Render every line of the records below as a JSON list of strings, one string per line, with blank lines omitted.

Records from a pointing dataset
== == ==
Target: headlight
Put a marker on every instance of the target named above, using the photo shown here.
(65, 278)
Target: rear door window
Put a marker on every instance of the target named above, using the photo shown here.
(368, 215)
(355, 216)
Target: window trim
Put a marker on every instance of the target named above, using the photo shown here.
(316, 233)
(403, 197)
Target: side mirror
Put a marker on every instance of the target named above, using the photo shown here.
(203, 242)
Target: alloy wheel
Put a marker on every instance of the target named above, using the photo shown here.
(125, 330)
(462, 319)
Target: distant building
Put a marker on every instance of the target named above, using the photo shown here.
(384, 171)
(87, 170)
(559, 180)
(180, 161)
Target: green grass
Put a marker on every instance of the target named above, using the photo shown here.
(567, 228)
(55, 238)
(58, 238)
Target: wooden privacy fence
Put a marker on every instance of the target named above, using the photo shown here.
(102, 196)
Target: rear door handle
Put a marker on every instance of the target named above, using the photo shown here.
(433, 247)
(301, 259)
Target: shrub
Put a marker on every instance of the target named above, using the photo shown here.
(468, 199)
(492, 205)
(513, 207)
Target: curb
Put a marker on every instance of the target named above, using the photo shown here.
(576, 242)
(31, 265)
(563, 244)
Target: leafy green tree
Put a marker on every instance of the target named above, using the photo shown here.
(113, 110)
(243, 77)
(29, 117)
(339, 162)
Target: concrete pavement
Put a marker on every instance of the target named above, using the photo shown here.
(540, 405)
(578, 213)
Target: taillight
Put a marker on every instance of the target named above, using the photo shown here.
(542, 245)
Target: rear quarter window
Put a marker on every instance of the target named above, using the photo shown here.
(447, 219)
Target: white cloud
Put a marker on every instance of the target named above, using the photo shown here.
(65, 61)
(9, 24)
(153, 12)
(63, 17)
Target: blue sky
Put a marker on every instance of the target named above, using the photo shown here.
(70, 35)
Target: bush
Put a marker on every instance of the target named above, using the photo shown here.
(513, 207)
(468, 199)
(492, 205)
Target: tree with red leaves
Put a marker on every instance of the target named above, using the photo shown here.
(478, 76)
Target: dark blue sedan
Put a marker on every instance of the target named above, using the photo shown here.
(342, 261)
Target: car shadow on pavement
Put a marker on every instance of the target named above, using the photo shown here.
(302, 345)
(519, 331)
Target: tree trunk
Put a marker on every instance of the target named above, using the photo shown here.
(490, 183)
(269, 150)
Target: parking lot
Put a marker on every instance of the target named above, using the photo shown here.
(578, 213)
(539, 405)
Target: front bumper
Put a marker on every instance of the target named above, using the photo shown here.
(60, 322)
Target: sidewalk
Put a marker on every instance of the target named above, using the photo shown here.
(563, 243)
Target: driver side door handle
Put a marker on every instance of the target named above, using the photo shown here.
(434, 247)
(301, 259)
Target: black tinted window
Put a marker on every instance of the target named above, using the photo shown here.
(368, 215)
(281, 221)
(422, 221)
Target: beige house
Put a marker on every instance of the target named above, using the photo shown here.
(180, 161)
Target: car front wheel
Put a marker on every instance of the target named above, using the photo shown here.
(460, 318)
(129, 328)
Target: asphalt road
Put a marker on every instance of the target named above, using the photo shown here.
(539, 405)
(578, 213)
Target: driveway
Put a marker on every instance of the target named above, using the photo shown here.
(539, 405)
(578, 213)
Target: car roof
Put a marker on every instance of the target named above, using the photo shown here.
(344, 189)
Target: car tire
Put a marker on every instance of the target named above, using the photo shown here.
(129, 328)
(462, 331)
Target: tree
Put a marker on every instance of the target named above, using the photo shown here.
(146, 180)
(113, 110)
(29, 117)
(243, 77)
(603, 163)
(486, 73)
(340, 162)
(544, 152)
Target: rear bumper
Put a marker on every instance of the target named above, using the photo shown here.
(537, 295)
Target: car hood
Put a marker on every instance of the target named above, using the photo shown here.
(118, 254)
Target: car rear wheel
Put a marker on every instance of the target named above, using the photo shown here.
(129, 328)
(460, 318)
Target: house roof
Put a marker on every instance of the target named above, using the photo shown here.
== == ==
▶ Solution to this task:
[
  "Target: headlight",
  "Put a marker on every instance of the target named above, using the photo shown here.",
  "(65, 278)",
  "Target: rear door window",
  "Put a marker on every instance of the target named above, using the photo shown here.",
  "(368, 215)",
  "(355, 216)",
  "Target: window trim",
  "Put a marker on every instance of the target named above, using the photo shown here.",
  "(316, 233)",
  "(403, 197)",
  "Target: side mirror",
  "Put a marker on every instance of the target named above, using the photo shown here.",
  "(203, 242)",
  "Target: alloy wheel",
  "Put a marker on every instance of the target named above, using the photo shown here.",
  "(125, 330)",
  "(462, 319)",
  "Target: distant building",
  "Put a marker on every instance of the target named above, using the photo shown here.",
  "(384, 171)",
  "(87, 170)",
  "(559, 180)",
  "(180, 161)",
  "Target: green grass",
  "Put a marker on every instance of the target named above, using the photo shown here.",
  "(567, 228)",
  "(55, 238)",
  "(58, 238)",
  "Target: wooden privacy fence",
  "Put a marker on every instance of the target named above, using the photo shown here.",
  "(102, 196)",
  "Target: rear door handle",
  "Put a marker on every instance of the target named above, using the photo shown here.",
  "(433, 247)",
  "(301, 259)",
  "Target: shrub",
  "Put a marker on every instance of the target named above, using the photo shown here.",
  "(468, 199)",
  "(492, 205)",
  "(513, 207)",
  "Target: curb",
  "Put a marker on every instance of the target named above, using the photo shown here.",
  "(576, 242)",
  "(31, 265)",
  "(563, 244)",
  "Target: leafy green tree",
  "Put a marker on every instance of the target named above, using the photo shown here.",
  "(113, 110)",
  "(243, 77)",
  "(29, 117)",
  "(339, 162)",
  "Target: concrete pavement",
  "Put a marker on every instance of the target named above, using the photo shown here.",
  "(540, 405)",
  "(578, 213)",
  "Target: taillight",
  "Put a marker on every instance of the target named above, using the photo shown here.",
  "(542, 245)",
  "Target: rear quarter window",
  "Put a marker on every instance of the target named above, using the photo shown here.",
  "(447, 219)",
  "Target: white cloud",
  "Put a marker on every instance of the target named above, using the photo shown here.",
  "(65, 61)",
  "(9, 24)",
  "(153, 12)",
  "(63, 17)",
  "Target: blue sky",
  "Put a marker on every instance of the target named above, using the photo shown here.",
  "(70, 35)",
  "Target: bush",
  "Put a marker on every instance of the target named above, using the photo shown here.",
  "(513, 207)",
  "(468, 199)",
  "(492, 205)",
  "Target: tree with red leaves",
  "Put a marker on every instance of the target named above, using the photo shown here.",
  "(478, 76)",
  "Target: dark blue sedan",
  "Put a marker on every instance of the target named above, using the photo shown here.",
  "(342, 261)",
  "Target: car shadow on pavement",
  "Put a marker on every instance of the target named above, using the photo shown here.",
  "(302, 345)",
  "(519, 331)",
  "Target: tree trunk",
  "Put a marker on every instance of the target named above, using the photo shown here.",
  "(490, 183)",
  "(269, 150)",
  "Target: parking lot",
  "Put a marker on every instance of the target named above, using the photo shown here.",
  "(578, 213)",
  "(539, 405)",
  "Target: front bumper",
  "Put a marker on every instance of the target named above, using the photo shown here.",
  "(60, 322)",
  "Target: sidewalk",
  "Put a marker on every instance of the target named above, using the photo shown here.",
  "(563, 243)",
  "Target: driver side door handle",
  "Put a marker on every instance of the target named above, using the photo shown here.",
  "(434, 247)",
  "(301, 259)",
  "Target: black tinted window",
  "Put a marker on every instance of the target named above, using the photo shown here.",
  "(368, 215)",
  "(281, 221)",
  "(422, 221)",
  "Target: beige house",
  "Put a marker on every instance of the target named above, using the photo shown here.",
  "(180, 161)",
  "Target: car front wheel",
  "Put a marker on every instance of the target named above, using the photo shown here.",
  "(460, 318)",
  "(129, 328)",
  "Target: asphalt road",
  "Put a marker on every instance of the target named above, using the photo shown here.",
  "(539, 405)",
  "(578, 213)",
  "Target: driveway",
  "Put a marker on every instance of the target named above, using the photo shown here.",
  "(539, 405)",
  "(578, 213)",
  "Target: car roof",
  "Put a marker on every instance of the target named above, using the photo shown here.",
  "(344, 189)",
  "Target: car tire",
  "Put a marker on every instance of the target named above, using the photo shown here.",
  "(129, 328)",
  "(462, 331)",
  "Target: tree",
  "Put a marker on every instance of the target named above, using the photo shown here.",
  "(146, 180)",
  "(113, 110)",
  "(29, 117)",
  "(243, 77)",
  "(603, 163)",
  "(486, 73)",
  "(340, 162)",
  "(544, 152)",
  "Target: rear bumper",
  "Put a marker on every instance of the target named above, using the photo shown here.",
  "(537, 295)",
  "Target: car hood",
  "Put a marker on every instance of the target named above, using the photo shown here.",
  "(118, 254)",
  "Target: car rear wheel",
  "Put a marker on every instance of the target named above, using the photo shown here.",
  "(129, 328)",
  "(460, 318)",
  "Target: house roof",
  "Put a marker on every instance of the target named above, using the photo shown here."
]